> _Task brief_
Every entry must be repeated exactly in the answer.

> _Records for the exercise_
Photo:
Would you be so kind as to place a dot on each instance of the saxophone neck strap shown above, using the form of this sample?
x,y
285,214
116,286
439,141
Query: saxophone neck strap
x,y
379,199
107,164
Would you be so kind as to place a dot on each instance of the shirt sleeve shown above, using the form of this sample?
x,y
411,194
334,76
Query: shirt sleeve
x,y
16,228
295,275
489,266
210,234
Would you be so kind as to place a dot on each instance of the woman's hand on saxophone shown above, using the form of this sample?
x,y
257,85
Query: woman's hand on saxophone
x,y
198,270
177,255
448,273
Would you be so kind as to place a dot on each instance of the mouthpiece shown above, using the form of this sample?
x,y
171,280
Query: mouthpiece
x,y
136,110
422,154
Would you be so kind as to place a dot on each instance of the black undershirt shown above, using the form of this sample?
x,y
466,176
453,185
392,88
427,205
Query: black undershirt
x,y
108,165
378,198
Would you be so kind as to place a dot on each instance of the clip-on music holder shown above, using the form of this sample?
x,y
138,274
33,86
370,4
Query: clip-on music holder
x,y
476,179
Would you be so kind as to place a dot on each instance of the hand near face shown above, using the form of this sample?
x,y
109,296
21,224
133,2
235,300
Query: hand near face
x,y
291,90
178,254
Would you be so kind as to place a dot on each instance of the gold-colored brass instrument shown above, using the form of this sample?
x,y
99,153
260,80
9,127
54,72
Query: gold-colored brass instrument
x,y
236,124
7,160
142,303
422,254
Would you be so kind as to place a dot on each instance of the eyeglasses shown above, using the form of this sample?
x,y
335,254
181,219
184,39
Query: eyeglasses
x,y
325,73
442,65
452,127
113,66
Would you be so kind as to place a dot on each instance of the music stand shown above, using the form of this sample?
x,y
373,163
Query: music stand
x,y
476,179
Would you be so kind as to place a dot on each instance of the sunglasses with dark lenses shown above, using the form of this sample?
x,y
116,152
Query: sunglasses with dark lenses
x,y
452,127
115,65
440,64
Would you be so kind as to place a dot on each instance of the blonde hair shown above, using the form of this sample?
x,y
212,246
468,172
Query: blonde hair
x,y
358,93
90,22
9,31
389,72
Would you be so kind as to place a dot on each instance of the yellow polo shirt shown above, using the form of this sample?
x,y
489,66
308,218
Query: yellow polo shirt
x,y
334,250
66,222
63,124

> _Answer for the task_
Photo:
Would you be so kind as to place a dot on each instance of the saxophone neck strap shown above, using the form of this sample?
x,y
285,214
116,286
439,141
Query: saxophone neck strap
x,y
379,199
107,164
Would you be so kind as to place a dot on each instance of the shirt sleeve shown above, using the form of this sample?
x,y
411,194
334,76
Query: shirt sleeve
x,y
16,228
295,275
489,266
210,234
Would you be so kind as to place a dot on each instance of the woman's hand on saxophone shown above, using the form of this sample?
x,y
257,85
Query: woman's hand on saxophone
x,y
198,270
177,255
448,273
Would you be so kind as to place a dot on each instance of the mouthpiece shown above, using the form of this sample?
x,y
171,280
Query: mouthpiece
x,y
136,110
422,154
Would you be so kind as to place a dot on each instance of the black undershirt shown above, using the form of this sample?
x,y
466,176
453,185
392,88
427,205
Query: black undershirt
x,y
108,165
378,198
Would you be so kind as to place a dot on each instance of the clip-on music holder shown above, using the form of this sample?
x,y
138,274
33,86
370,4
Query: clip-on music holder
x,y
476,179
Would you be so kind as to place a dot on each instance of the hand near face shown above, using the form of this sample?
x,y
109,296
21,224
133,2
235,300
Query: hand near face
x,y
291,90
178,254
Would you be so kind as to place a dot on each instance of the gold-colored brass instrument shown above, using the form of this sample?
x,y
99,153
260,80
9,127
54,72
Query: gold-colored brass instrument
x,y
236,124
7,160
142,303
422,254
Would you be so kind as to place a dot on each instance of the eyeglasses shown above, using the form of this sample?
x,y
335,254
181,219
184,39
Query: eyeglasses
x,y
325,73
442,65
452,127
113,66
Would you be so kind as to place a dot on each instance of the music stand shown above, using the form of this sample?
x,y
373,163
Query: music stand
x,y
476,179
Would you be so kind as to place a dot on each instance of the sunglasses with dark lenses shown above, using the form of this sample?
x,y
116,152
Query: sunglasses with dark lenses
x,y
452,127
115,65
440,64
Would you be so kind as to place a dot on each instance of the blonde hair shown above, using the form of this sample?
x,y
212,246
468,172
Query: blonde hair
x,y
358,93
90,22
9,31
389,72
Would you be so kind as to place a dot on each instance of the yellow polo shirt shown above, using the form of this sample?
x,y
489,66
308,218
Query: yellow polo shirt
x,y
334,250
66,222
63,124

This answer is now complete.